Task objective:
Exact reproduction is required for all entries.

Dataset items:

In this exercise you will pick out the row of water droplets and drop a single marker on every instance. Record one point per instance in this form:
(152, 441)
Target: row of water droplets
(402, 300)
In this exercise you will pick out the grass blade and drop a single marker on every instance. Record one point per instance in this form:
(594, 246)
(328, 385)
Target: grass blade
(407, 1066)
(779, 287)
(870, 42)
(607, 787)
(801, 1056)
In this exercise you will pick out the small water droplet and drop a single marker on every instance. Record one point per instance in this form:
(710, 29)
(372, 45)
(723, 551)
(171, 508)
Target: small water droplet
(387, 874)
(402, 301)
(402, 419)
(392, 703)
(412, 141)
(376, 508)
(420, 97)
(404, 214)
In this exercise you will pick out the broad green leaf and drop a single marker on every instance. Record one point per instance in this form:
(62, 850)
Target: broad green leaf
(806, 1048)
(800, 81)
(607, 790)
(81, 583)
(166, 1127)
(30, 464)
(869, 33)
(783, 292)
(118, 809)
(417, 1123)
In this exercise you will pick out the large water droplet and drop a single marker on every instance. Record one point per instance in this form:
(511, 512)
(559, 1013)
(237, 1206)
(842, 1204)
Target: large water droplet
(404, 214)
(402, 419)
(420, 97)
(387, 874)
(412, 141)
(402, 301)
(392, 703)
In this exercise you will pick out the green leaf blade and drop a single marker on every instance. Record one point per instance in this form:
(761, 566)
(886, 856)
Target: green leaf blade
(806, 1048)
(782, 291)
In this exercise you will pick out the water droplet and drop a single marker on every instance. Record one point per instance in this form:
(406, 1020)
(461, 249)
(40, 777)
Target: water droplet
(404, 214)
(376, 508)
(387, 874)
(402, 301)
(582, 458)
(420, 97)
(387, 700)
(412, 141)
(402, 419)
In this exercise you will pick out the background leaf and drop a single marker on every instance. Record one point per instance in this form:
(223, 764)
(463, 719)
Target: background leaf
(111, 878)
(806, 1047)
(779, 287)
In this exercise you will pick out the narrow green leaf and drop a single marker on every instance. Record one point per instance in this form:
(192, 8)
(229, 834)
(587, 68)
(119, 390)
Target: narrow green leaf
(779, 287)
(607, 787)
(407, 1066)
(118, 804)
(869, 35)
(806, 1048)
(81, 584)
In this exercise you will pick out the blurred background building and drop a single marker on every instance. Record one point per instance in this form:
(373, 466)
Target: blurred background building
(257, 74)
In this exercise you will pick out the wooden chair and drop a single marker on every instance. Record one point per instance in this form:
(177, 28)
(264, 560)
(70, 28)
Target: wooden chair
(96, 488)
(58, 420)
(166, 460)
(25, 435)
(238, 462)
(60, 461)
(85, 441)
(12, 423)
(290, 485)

Answer below:
In this exercise you will pick out the row of water droplets and drop a single marker on every instance. Record one point per instance in this form:
(152, 441)
Target: row of water droplets
(402, 300)
In this exercise you will pick out the grass blade and drop a single marker on every instance. Record one point per instance in this form:
(594, 246)
(328, 385)
Target: grass blade
(407, 1066)
(779, 287)
(870, 42)
(607, 787)
(801, 1056)
In this exercise you will pick out the small water droplet and drop a single marker on every instance. Record one point per instance in this form:
(710, 29)
(372, 45)
(723, 551)
(171, 508)
Target: small water droplet
(387, 874)
(402, 301)
(402, 419)
(392, 703)
(412, 141)
(376, 508)
(420, 97)
(404, 214)
In this exercise you will pick out the broad green leaf and drop a single marker on every instance. Record one point per instance in this form:
(62, 850)
Target: broad green leaf
(806, 1048)
(800, 81)
(607, 790)
(81, 583)
(166, 1127)
(30, 464)
(869, 33)
(783, 292)
(118, 809)
(417, 1123)
In this exercise you will pick out the large water droplet and drop a single marker on every instance. Record one point per instance in this form:
(511, 512)
(559, 1013)
(237, 1206)
(842, 1204)
Target: large water droplet
(404, 214)
(402, 419)
(420, 97)
(387, 874)
(412, 141)
(402, 301)
(392, 703)
In this exercise you will pick out the green leaf blade and drop a single marker on every instance. Record one point per instance in this form:
(761, 566)
(886, 856)
Target: green leaf blade
(806, 1048)
(782, 291)
In this exercise you will pick out the water droplet and drop a single marker on every instance. Record one point per instance in this form:
(406, 1020)
(461, 249)
(40, 777)
Target: water droplet
(404, 214)
(376, 508)
(387, 874)
(402, 301)
(582, 458)
(420, 97)
(387, 700)
(412, 141)
(402, 419)
In this exercise you will pick out the background leaf and drop a single marker on every instance. Record one point per instance in this form:
(223, 764)
(463, 719)
Target: background leaf
(111, 878)
(806, 1047)
(779, 287)
In this exercise you will pick out the narrow green leaf and drop a single marker on every instance. Record one point per instance in this form:
(192, 8)
(229, 834)
(587, 68)
(119, 390)
Target: narrow green leaf
(779, 287)
(607, 787)
(407, 1066)
(118, 804)
(869, 35)
(806, 1048)
(81, 584)
In this exercise you will pick out the blurred background building and drop a single marker on every instance. Record one point per instance in this form:
(373, 466)
Target: blurred background building
(257, 74)
In this exercise you will pick out the wooden chair and drop a single marker on every instance. Record one point per instance in this form:
(177, 28)
(264, 560)
(70, 28)
Target: wooden chair
(96, 488)
(58, 420)
(166, 460)
(25, 435)
(238, 462)
(60, 461)
(85, 441)
(12, 423)
(290, 485)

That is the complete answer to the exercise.